**Task:**
In the listing below, find the line containing "Target: communication tower" and the line containing "Target: open field". Repeat exactly those two lines and every line between them.

>>

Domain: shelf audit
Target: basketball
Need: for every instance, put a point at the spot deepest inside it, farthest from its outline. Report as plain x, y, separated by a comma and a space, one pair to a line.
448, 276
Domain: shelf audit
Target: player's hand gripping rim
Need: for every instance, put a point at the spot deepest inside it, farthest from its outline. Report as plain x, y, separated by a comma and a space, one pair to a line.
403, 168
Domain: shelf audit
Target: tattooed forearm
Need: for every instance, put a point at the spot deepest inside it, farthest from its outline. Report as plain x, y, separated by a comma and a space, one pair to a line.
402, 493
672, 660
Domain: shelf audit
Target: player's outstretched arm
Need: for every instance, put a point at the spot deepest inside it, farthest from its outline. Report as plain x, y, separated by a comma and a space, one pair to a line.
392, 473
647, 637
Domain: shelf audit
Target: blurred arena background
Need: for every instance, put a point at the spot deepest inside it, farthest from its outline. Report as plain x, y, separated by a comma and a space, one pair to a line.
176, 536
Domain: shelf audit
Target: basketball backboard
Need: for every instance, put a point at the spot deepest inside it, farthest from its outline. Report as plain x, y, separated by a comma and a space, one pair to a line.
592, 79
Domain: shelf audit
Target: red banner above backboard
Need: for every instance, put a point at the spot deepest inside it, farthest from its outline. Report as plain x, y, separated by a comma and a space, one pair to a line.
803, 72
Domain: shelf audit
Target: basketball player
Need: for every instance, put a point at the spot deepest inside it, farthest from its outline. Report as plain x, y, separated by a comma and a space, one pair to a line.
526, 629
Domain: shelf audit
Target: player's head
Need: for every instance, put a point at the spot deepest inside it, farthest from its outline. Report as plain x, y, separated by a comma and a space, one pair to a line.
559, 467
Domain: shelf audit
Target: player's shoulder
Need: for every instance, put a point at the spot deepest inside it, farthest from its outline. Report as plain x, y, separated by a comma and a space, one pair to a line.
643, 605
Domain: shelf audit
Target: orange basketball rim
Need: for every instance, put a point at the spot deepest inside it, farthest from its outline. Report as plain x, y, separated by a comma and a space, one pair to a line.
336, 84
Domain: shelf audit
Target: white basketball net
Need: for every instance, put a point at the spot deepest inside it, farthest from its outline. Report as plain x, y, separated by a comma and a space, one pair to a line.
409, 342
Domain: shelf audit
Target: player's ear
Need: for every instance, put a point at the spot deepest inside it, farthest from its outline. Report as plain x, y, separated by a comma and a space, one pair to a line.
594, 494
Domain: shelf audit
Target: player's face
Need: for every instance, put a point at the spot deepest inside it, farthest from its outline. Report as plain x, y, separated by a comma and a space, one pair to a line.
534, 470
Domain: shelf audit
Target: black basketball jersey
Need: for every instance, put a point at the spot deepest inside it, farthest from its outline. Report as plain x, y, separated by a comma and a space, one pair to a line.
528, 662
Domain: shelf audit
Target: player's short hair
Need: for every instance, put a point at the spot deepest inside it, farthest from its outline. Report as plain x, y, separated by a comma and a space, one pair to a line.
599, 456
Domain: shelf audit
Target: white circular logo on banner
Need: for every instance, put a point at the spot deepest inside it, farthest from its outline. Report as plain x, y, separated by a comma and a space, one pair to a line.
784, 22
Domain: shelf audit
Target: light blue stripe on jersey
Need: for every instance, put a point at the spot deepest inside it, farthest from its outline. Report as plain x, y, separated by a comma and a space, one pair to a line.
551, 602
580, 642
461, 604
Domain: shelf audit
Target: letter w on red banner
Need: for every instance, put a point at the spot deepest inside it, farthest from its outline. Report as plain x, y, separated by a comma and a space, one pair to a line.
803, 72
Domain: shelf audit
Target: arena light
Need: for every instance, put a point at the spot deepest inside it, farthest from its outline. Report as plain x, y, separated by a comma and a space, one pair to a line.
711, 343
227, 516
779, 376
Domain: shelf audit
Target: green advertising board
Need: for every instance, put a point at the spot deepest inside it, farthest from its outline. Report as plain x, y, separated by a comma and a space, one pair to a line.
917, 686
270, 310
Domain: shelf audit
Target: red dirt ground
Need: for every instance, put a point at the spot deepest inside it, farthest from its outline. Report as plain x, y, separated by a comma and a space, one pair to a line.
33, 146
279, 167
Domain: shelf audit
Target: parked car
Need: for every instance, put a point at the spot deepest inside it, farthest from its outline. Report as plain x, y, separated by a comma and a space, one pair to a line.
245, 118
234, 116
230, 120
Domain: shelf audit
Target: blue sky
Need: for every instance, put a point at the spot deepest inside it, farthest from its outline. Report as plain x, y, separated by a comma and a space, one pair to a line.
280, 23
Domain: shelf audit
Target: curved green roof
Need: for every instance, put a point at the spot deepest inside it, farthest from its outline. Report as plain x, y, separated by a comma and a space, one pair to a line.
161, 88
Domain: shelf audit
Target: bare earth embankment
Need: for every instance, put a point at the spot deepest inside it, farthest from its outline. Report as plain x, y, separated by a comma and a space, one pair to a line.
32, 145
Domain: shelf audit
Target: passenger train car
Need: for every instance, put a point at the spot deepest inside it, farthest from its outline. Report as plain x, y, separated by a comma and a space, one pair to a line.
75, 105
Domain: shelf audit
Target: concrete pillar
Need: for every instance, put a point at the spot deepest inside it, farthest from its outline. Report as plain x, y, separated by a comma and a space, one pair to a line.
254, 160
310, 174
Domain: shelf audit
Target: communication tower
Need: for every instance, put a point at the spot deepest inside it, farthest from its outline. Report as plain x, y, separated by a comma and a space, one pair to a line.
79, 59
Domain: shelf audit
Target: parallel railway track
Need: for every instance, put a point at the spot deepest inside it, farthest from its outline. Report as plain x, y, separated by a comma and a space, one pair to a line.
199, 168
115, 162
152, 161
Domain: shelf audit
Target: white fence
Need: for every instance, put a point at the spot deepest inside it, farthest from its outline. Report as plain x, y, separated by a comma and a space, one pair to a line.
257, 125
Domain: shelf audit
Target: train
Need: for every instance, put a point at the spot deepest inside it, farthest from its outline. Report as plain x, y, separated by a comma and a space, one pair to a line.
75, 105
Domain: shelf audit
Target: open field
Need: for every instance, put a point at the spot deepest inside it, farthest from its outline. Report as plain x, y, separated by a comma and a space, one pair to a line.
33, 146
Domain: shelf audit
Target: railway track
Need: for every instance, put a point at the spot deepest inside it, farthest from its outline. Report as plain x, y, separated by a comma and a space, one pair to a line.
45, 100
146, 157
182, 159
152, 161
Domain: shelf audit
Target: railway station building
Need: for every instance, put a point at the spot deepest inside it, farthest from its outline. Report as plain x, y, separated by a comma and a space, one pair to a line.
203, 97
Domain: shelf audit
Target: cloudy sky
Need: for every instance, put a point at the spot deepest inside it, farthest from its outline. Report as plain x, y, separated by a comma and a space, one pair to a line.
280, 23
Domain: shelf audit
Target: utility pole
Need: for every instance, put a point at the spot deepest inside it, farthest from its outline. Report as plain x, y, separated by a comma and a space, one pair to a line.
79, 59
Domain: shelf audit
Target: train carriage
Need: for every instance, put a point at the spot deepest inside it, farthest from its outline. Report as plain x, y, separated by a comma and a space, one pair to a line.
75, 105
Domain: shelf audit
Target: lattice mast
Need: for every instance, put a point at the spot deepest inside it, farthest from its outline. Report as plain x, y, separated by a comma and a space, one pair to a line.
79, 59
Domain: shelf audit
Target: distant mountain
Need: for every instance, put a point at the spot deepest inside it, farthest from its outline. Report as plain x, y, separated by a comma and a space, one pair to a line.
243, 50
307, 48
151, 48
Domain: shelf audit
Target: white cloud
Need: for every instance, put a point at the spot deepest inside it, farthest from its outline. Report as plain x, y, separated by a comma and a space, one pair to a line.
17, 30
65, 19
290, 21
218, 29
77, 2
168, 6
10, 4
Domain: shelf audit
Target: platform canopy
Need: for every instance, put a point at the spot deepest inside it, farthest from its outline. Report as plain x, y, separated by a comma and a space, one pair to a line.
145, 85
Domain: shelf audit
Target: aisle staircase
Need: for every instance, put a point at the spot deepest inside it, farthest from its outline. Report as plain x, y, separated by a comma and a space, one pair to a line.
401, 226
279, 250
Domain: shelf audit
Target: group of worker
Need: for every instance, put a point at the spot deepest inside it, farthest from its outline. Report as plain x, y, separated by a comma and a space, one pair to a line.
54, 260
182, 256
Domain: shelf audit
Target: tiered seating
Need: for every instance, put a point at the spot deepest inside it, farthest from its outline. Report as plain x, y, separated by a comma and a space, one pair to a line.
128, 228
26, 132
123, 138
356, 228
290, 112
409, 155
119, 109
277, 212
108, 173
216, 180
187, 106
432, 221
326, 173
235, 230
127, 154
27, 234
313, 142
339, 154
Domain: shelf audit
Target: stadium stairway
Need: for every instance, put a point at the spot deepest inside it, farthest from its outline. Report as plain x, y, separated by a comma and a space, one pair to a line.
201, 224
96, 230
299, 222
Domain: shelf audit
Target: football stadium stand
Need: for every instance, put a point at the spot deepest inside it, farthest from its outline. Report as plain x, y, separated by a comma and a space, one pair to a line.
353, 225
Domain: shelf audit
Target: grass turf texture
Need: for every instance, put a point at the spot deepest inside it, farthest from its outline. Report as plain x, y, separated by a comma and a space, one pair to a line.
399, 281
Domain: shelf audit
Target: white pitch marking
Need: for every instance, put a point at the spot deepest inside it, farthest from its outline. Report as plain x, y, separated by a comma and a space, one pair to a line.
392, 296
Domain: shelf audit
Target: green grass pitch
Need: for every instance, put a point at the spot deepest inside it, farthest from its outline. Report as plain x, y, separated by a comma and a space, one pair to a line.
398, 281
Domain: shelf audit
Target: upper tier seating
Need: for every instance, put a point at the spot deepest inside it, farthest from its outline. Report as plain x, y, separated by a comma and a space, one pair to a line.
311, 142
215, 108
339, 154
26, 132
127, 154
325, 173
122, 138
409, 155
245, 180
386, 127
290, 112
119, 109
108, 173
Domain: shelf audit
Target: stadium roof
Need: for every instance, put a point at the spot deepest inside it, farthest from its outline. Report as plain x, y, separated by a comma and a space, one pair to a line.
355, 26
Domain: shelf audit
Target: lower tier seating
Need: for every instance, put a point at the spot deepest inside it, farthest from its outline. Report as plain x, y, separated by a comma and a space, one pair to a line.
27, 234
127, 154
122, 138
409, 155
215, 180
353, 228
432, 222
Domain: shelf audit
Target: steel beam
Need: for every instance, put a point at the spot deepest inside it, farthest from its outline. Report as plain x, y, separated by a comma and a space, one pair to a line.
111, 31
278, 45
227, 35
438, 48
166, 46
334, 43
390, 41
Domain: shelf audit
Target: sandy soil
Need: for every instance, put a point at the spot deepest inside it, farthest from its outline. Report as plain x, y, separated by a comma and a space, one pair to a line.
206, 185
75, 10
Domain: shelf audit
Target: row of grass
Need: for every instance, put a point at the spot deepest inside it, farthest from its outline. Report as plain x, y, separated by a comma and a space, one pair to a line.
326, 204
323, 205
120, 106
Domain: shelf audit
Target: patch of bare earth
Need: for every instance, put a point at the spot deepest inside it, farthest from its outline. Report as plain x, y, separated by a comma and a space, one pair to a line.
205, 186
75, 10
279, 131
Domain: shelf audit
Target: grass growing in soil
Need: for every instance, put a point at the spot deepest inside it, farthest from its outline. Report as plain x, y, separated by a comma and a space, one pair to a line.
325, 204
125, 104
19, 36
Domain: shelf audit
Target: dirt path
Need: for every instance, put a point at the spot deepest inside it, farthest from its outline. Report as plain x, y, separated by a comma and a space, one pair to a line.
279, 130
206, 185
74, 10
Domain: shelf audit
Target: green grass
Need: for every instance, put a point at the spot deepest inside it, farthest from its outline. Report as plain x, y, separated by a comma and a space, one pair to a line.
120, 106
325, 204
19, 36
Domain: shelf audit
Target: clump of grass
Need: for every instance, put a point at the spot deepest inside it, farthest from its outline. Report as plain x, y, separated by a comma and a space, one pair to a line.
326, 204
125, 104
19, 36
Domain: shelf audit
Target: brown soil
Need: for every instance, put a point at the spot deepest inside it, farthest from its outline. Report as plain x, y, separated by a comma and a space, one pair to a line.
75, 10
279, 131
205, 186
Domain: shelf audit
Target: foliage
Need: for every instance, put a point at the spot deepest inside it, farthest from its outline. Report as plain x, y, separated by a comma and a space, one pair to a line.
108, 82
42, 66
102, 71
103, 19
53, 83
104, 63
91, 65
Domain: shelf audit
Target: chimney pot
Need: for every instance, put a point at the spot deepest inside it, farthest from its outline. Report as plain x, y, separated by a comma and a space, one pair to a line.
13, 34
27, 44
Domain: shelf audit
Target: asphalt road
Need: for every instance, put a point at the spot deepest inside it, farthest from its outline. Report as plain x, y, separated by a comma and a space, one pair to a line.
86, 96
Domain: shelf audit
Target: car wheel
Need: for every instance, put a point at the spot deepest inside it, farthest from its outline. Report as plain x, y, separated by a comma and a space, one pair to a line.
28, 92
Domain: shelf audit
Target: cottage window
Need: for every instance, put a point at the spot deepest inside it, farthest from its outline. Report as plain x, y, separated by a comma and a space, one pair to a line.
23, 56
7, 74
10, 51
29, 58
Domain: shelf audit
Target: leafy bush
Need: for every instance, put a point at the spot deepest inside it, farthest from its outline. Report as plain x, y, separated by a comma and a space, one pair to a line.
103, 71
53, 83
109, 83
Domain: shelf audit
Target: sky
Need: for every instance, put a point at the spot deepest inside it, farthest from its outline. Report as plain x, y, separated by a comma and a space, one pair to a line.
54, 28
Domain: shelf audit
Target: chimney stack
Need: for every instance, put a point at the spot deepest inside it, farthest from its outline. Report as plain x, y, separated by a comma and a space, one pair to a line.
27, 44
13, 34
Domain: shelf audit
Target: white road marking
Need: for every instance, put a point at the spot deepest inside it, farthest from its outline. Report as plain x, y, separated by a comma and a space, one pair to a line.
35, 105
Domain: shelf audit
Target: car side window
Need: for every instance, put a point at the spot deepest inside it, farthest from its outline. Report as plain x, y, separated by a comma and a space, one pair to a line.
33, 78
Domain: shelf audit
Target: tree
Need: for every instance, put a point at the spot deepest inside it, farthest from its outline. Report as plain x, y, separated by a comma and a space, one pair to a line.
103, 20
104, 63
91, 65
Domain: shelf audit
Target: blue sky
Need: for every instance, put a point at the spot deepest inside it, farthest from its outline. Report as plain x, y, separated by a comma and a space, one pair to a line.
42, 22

<<

**Output of the task:**
Target: communication tower
Need: for every instance, put a point at the spot deepest inside it, farthest from its outline. Report as plain x, y, separated by a comma and a space, one pair to a line.
79, 59
Domain: shelf audit
Target: parallel railway track
Need: for every instance, put a point at the spot deepest inside it, farthest from its outline. Report as plain x, y, separated by a comma and a space, one pair to a line.
199, 168
115, 162
152, 161
Domain: shelf audit
Target: white fence
Need: for every instance, put a point at the spot deepest inside it, farthest from its outline. Report as plain x, y, separated by a comma and a space, one pair to a line.
257, 125
Domain: shelf audit
Target: train
Need: for every instance, put a point at the spot deepest inside it, farthest from its outline. Report as plain x, y, separated by a comma and a space, one pair to a line.
75, 105
Domain: shelf audit
Target: open field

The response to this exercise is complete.